* **Data**
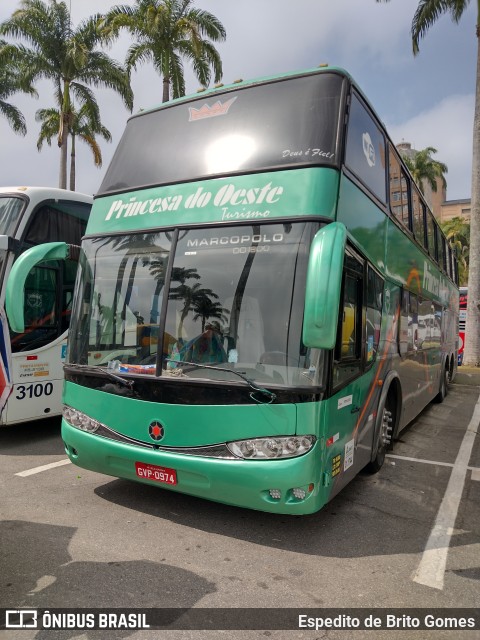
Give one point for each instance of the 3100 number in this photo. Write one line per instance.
(34, 390)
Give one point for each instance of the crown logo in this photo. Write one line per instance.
(207, 111)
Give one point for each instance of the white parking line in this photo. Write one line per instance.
(431, 570)
(45, 467)
(475, 470)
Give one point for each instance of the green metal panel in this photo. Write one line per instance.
(323, 288)
(185, 425)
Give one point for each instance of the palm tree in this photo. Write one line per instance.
(427, 13)
(457, 231)
(52, 49)
(166, 31)
(12, 81)
(205, 309)
(84, 124)
(425, 170)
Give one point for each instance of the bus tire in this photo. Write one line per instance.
(444, 380)
(385, 434)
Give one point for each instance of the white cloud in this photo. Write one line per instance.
(370, 39)
(447, 127)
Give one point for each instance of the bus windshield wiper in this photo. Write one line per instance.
(256, 389)
(107, 372)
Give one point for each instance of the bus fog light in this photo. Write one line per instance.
(80, 420)
(271, 448)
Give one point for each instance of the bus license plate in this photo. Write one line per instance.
(153, 472)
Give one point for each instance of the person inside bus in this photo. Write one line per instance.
(207, 348)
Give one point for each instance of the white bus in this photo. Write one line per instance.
(31, 367)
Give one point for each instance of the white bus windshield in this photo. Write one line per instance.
(234, 300)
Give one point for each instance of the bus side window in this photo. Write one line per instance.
(365, 151)
(348, 350)
(399, 190)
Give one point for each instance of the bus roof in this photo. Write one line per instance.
(237, 84)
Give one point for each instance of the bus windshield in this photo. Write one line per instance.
(271, 125)
(228, 298)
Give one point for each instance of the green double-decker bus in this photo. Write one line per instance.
(264, 300)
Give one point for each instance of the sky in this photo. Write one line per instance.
(427, 100)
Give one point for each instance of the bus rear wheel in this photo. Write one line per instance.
(444, 381)
(385, 436)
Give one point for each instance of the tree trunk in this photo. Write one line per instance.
(472, 329)
(166, 89)
(72, 165)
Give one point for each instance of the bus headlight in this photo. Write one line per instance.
(80, 420)
(271, 448)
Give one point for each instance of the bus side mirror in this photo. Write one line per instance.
(324, 286)
(15, 291)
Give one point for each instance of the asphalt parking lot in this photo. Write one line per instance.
(405, 538)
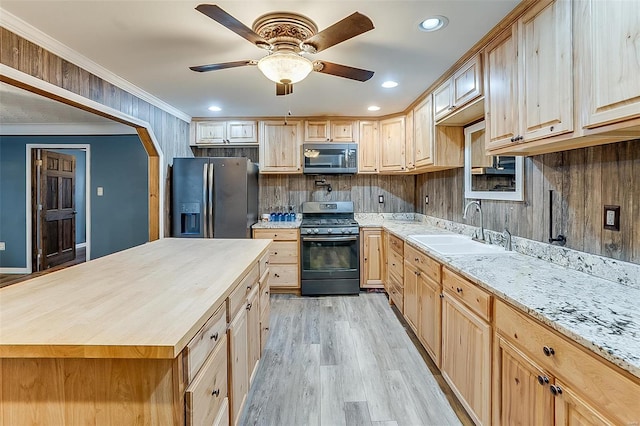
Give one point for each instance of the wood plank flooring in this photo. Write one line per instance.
(345, 360)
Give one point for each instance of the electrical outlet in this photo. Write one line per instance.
(612, 218)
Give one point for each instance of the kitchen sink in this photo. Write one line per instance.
(456, 244)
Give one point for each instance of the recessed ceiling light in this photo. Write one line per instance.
(433, 23)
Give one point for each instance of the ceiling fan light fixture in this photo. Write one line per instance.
(433, 23)
(285, 67)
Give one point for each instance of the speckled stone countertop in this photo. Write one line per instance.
(602, 315)
(277, 225)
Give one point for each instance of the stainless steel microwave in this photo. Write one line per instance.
(330, 158)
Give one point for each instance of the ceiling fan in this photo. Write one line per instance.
(287, 36)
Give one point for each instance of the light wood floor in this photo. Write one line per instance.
(345, 360)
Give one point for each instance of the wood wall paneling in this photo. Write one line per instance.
(171, 132)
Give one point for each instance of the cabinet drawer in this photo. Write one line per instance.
(423, 262)
(239, 295)
(475, 298)
(264, 262)
(203, 343)
(276, 234)
(283, 252)
(602, 386)
(205, 395)
(283, 276)
(396, 244)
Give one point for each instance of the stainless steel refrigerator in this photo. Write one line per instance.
(214, 197)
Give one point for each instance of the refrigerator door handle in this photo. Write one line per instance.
(210, 204)
(205, 220)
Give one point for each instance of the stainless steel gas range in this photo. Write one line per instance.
(330, 249)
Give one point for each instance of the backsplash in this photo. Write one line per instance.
(584, 180)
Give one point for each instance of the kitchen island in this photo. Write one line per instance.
(112, 341)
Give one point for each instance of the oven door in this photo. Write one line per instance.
(330, 257)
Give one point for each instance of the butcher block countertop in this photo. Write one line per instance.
(145, 302)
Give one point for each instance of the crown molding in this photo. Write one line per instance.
(34, 35)
(50, 129)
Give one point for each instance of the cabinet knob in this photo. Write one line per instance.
(543, 380)
(555, 390)
(548, 351)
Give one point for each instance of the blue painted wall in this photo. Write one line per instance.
(119, 219)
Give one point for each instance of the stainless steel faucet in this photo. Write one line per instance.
(479, 209)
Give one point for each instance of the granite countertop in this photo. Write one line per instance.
(601, 315)
(277, 225)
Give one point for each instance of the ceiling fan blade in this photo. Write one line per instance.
(284, 89)
(222, 66)
(223, 18)
(342, 71)
(343, 30)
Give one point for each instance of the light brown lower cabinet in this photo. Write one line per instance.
(466, 357)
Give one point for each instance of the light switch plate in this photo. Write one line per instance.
(612, 218)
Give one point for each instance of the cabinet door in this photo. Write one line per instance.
(239, 361)
(211, 132)
(442, 100)
(545, 72)
(522, 395)
(411, 275)
(392, 139)
(501, 89)
(368, 147)
(466, 357)
(343, 131)
(430, 316)
(612, 62)
(253, 331)
(316, 131)
(571, 410)
(423, 133)
(280, 147)
(466, 83)
(372, 259)
(242, 132)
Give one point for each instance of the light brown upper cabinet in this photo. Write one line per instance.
(528, 77)
(368, 147)
(610, 72)
(330, 131)
(464, 86)
(392, 145)
(225, 132)
(280, 146)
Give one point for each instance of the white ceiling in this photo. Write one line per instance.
(152, 43)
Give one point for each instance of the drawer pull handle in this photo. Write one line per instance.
(543, 380)
(555, 390)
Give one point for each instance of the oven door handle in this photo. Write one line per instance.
(329, 239)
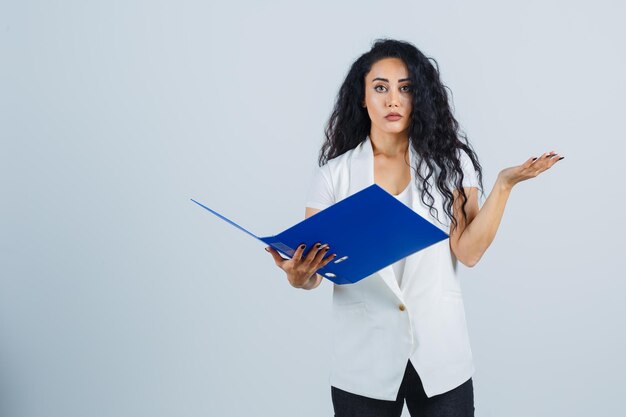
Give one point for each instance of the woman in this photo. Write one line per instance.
(400, 334)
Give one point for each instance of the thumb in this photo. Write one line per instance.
(277, 258)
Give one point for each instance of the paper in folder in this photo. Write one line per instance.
(368, 231)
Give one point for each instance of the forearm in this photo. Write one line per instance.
(481, 231)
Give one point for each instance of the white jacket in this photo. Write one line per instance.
(378, 325)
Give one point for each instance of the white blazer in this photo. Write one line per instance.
(378, 326)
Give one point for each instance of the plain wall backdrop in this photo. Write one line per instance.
(120, 297)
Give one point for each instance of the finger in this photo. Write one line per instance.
(312, 253)
(277, 258)
(529, 162)
(323, 250)
(297, 255)
(327, 260)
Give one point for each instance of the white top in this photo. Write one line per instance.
(379, 324)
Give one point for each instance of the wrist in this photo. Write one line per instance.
(503, 185)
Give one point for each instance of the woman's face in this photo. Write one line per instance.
(388, 90)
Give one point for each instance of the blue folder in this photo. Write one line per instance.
(368, 231)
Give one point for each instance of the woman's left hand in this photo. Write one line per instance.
(529, 169)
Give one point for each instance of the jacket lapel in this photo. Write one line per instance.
(362, 176)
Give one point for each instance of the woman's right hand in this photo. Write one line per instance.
(301, 269)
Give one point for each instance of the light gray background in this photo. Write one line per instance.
(120, 297)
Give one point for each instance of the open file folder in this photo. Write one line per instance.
(368, 231)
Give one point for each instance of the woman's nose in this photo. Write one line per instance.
(392, 99)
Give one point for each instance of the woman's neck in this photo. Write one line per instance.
(389, 144)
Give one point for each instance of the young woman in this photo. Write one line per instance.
(400, 334)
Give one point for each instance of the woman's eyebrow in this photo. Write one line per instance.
(386, 80)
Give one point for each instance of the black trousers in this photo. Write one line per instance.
(458, 402)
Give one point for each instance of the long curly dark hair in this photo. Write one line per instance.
(434, 133)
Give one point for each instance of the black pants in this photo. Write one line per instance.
(458, 402)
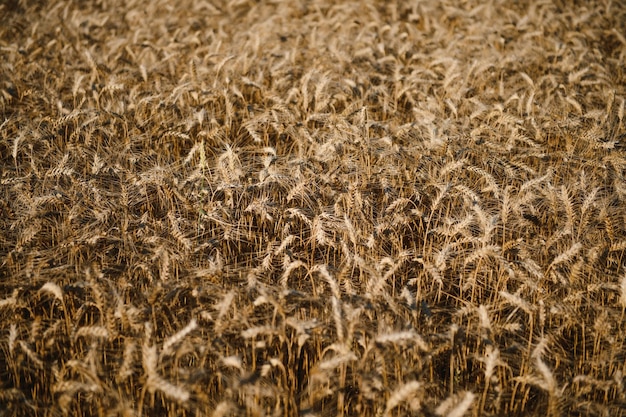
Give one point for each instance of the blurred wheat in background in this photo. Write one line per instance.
(312, 208)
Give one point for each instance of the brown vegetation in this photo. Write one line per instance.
(306, 208)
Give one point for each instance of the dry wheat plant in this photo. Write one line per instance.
(312, 208)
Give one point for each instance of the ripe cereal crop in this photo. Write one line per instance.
(312, 208)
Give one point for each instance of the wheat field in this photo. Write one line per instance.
(312, 208)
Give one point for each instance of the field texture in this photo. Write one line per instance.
(285, 208)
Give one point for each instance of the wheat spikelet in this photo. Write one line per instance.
(10, 301)
(332, 283)
(54, 289)
(97, 332)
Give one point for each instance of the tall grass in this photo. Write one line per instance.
(308, 208)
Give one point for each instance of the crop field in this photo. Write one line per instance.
(312, 208)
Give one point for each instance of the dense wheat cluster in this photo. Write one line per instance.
(283, 208)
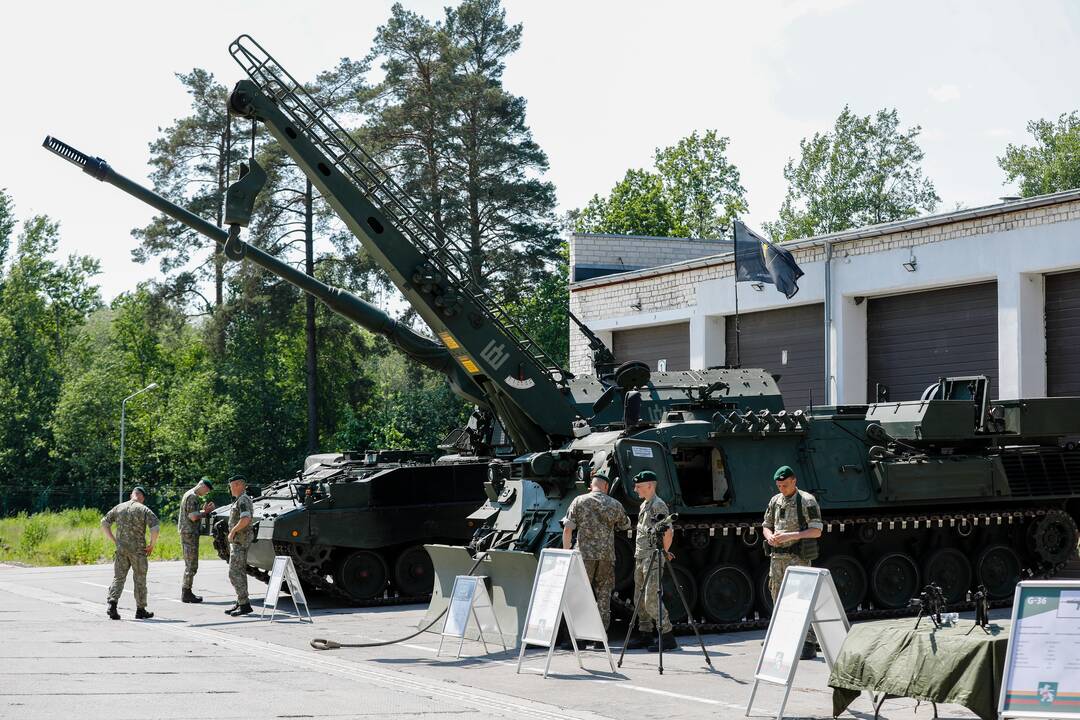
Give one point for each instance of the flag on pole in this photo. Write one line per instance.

* **What the task asks**
To answer, repeat exactly the lines from the line containing "Give one point for each instance of the dense" through the last line of the data above, leaving out all pictures.

* **Reply to the exercise**
Give one point for each instance of the dense wheat cluster in this photo. Write one line per instance.
(283, 208)
Give one point for each instance of the flag on pole in this photo. Write one line per instance.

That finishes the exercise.